BEGIN Entries provided
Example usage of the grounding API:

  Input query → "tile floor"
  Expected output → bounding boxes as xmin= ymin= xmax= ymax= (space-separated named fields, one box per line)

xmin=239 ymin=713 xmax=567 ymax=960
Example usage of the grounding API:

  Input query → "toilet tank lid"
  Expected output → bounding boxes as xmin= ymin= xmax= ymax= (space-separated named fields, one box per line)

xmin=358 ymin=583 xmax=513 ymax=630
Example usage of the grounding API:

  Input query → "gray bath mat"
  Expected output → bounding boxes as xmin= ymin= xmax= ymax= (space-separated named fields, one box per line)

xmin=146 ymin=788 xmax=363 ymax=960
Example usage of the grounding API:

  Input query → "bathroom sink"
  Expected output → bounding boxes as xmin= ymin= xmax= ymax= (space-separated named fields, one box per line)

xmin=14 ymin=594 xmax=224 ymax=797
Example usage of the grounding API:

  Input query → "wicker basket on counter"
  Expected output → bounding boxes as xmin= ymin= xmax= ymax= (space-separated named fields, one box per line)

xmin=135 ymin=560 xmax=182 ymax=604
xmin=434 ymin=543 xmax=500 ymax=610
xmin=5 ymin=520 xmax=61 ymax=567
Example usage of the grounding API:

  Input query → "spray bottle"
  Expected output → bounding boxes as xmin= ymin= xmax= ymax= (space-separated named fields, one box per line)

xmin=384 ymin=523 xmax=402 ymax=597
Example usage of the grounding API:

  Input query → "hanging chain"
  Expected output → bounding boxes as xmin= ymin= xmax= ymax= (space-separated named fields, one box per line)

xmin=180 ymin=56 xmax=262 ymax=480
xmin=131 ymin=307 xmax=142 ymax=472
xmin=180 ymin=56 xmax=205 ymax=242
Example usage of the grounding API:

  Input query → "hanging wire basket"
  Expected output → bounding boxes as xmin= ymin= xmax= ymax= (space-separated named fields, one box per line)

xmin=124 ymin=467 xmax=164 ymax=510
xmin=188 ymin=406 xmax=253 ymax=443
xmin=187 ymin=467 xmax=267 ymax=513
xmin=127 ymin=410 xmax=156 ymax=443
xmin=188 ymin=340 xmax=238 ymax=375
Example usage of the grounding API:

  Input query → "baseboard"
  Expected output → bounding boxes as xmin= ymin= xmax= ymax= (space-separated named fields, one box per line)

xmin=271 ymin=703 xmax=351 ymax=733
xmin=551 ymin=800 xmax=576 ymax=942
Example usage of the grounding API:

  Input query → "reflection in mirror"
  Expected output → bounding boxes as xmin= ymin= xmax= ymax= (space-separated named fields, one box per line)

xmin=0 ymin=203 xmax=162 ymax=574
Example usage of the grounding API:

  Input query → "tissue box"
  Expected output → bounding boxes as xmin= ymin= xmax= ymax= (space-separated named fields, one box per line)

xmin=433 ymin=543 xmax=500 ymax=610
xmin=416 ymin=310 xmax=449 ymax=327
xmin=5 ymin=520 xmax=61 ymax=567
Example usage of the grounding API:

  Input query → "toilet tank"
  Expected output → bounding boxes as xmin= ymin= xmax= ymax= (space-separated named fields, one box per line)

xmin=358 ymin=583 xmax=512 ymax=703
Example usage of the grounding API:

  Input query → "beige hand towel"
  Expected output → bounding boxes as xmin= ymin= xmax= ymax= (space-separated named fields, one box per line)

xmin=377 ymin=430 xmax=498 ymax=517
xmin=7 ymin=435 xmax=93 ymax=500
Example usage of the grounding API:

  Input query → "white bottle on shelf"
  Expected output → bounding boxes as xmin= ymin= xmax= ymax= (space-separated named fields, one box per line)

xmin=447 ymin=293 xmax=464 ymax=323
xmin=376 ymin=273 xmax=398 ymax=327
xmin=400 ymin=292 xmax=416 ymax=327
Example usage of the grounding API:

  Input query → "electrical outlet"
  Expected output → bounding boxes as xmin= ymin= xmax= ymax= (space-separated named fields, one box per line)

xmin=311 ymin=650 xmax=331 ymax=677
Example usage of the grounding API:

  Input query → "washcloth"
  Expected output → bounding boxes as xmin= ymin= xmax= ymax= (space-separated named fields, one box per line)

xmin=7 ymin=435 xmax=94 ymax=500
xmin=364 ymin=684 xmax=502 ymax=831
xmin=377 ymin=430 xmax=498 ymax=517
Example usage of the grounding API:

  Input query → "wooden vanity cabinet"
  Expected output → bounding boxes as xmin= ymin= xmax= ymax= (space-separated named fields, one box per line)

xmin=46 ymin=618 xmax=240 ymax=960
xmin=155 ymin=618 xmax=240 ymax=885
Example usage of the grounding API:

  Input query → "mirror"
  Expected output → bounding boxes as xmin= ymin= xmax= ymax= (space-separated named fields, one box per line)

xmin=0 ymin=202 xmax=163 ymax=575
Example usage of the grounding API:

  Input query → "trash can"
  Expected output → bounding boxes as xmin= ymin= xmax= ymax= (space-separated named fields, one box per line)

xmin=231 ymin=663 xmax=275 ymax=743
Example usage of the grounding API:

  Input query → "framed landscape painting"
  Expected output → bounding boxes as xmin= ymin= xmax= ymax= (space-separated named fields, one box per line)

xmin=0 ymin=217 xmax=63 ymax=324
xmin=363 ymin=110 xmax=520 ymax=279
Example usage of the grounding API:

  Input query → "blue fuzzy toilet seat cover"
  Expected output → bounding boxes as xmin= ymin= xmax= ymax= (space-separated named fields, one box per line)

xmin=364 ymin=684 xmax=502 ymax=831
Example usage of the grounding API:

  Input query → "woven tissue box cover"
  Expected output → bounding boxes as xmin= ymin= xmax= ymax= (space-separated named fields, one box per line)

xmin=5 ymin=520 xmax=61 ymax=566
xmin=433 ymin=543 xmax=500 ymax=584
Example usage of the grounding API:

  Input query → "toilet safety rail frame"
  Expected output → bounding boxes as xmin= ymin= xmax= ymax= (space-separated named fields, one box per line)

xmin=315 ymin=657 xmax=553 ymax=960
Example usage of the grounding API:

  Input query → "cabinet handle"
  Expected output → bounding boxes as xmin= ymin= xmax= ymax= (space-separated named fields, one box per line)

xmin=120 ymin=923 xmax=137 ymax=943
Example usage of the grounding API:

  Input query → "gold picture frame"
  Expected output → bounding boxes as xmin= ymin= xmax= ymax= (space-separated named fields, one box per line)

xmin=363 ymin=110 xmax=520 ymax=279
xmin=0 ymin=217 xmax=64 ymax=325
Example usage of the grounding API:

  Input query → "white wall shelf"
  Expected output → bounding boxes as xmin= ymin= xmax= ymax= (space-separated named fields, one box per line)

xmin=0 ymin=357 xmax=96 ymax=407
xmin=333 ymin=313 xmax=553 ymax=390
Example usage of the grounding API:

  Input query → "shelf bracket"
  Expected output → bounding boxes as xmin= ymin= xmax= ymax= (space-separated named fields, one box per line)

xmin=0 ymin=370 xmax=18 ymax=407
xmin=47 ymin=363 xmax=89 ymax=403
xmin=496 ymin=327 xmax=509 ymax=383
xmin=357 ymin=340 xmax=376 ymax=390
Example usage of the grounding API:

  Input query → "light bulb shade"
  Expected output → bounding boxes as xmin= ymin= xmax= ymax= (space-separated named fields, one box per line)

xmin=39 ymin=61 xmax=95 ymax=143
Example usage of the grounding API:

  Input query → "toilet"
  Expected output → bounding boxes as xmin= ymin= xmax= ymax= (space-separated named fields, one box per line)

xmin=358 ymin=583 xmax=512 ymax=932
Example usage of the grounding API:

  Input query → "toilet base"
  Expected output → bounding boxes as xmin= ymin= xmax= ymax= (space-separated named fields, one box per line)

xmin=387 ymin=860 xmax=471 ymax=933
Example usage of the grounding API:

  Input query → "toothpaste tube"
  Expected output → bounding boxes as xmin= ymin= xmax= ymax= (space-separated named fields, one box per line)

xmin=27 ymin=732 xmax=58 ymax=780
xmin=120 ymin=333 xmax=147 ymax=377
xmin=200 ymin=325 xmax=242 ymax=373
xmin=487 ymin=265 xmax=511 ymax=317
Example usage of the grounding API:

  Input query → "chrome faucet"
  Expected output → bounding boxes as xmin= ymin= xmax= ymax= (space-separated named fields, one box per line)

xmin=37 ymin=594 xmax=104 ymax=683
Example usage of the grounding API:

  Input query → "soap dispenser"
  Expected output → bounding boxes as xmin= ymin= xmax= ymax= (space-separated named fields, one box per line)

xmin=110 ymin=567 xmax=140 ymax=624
END Entries provided
Please identify every line in the listing above that contains the word "tissue" and copy each of those lines in full. Case counts, so only lines that match the word's capitalization qualify.

* [Completed task]:
  Input query → "tissue box"
  Input query → "woven tissue box cover"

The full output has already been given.